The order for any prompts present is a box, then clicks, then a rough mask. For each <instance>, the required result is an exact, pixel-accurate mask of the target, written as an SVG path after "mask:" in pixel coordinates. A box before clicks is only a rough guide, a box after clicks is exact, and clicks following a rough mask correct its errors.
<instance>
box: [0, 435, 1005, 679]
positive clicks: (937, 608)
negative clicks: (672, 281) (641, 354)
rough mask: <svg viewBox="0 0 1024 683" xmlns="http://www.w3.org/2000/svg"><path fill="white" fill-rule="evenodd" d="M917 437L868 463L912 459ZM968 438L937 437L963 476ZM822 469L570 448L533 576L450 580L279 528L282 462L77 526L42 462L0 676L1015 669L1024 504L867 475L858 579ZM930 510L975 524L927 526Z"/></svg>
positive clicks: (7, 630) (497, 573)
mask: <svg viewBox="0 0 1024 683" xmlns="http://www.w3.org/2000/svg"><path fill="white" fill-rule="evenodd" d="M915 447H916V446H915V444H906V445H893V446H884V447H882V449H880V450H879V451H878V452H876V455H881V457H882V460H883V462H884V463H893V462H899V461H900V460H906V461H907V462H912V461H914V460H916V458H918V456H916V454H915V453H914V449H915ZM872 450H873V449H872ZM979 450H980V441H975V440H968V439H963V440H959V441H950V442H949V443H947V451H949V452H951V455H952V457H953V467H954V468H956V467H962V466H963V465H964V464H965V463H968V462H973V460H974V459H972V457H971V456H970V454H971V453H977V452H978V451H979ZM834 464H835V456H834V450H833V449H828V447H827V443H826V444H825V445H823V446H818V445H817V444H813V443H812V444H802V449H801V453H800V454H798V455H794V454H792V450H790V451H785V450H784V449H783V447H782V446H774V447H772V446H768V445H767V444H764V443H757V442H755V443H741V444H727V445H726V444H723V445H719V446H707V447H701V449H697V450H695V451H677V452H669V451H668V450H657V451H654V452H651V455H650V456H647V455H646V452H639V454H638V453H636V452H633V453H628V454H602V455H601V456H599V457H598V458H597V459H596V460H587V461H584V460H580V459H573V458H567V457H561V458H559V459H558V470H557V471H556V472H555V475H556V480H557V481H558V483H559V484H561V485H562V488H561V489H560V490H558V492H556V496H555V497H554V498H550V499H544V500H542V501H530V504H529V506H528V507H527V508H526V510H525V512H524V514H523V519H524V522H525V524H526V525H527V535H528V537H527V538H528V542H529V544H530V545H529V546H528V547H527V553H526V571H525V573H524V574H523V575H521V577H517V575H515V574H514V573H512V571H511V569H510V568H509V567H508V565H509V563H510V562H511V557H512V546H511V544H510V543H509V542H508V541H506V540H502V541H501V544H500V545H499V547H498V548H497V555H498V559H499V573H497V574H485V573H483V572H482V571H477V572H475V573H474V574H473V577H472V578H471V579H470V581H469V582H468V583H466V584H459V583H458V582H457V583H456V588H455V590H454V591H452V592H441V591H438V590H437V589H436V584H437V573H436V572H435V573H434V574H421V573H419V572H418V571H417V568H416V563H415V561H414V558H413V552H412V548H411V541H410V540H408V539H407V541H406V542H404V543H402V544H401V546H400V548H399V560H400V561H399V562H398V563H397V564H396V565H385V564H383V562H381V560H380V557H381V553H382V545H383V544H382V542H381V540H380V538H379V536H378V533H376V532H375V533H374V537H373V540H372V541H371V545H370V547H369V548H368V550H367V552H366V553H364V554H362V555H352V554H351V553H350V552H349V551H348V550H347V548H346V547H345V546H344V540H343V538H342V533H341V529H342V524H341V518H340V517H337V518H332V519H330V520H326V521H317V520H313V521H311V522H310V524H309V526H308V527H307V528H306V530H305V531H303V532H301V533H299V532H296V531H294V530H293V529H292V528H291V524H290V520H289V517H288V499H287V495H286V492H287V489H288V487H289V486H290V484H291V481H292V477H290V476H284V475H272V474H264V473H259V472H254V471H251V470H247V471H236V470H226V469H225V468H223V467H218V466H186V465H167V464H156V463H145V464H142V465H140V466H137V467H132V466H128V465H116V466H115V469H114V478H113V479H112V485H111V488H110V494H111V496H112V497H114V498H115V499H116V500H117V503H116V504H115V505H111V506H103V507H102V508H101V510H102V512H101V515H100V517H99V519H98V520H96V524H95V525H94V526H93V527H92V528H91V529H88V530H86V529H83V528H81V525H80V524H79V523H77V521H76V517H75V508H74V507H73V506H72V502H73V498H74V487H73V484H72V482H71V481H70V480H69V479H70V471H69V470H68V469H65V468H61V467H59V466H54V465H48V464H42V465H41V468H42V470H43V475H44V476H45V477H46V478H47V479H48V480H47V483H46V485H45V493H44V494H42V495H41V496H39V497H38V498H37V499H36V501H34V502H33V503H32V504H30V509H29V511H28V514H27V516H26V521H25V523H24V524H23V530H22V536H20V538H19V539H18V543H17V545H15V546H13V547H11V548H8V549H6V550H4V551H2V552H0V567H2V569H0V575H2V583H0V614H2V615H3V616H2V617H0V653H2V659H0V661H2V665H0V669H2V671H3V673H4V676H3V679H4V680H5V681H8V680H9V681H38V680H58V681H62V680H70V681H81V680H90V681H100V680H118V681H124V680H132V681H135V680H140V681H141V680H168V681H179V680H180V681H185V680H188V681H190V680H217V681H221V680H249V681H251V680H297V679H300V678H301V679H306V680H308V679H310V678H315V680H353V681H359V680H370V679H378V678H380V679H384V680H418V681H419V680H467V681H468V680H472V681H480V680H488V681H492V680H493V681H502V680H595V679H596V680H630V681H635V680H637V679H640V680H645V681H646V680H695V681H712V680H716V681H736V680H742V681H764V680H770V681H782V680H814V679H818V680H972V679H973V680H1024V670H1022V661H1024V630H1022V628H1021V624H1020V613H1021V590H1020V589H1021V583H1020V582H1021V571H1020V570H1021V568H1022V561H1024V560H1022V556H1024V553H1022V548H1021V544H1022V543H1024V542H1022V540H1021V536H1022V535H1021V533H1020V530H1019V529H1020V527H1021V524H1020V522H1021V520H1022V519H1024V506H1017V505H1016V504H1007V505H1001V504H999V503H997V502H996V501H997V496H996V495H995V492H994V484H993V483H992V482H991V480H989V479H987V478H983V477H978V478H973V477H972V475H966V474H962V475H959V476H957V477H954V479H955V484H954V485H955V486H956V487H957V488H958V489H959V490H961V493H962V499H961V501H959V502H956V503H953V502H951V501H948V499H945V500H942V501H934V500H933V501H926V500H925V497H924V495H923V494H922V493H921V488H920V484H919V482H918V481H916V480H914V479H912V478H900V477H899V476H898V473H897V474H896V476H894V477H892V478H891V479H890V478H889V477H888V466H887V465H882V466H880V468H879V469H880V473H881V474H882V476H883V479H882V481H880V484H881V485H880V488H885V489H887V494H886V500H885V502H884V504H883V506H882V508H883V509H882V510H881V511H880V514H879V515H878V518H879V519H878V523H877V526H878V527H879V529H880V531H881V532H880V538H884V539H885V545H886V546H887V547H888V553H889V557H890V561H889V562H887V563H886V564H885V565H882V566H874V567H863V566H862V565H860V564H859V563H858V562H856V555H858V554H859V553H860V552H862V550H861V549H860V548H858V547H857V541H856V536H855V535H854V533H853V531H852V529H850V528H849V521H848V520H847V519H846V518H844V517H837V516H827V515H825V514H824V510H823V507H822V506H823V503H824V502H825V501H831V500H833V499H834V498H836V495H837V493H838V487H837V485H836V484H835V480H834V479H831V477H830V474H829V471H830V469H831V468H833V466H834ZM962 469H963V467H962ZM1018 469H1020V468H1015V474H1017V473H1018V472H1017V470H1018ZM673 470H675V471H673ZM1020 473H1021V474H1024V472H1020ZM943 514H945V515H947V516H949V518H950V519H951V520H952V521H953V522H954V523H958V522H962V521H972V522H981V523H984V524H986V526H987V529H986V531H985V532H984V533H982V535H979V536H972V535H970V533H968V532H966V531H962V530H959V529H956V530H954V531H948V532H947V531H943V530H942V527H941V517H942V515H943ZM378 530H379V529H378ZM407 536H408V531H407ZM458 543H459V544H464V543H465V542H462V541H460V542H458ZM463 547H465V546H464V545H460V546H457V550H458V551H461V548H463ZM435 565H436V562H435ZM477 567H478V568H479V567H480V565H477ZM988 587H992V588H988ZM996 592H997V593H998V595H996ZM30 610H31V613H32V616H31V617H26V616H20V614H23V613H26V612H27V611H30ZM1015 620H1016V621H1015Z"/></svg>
┄┄┄┄┄┄┄┄┄┄
_ENUNCIADO_:
Localize nos registros acima todas as linhas em que aparece a palavra "instance" e copie cada uma delas. Diferencie maiúsculas de minúsculas.

_RESULTADO DO EXERCÍCIO_:
The order for any prompts present is a box, then clicks, then a rough mask. For each <instance>, the required result is an exact, pixel-accurate mask of the target, written as an SVG path after "mask:" in pixel coordinates. A box before clicks is only a rough guide, a box after clicks is exact, and clicks following a rough mask correct its errors.
<instance>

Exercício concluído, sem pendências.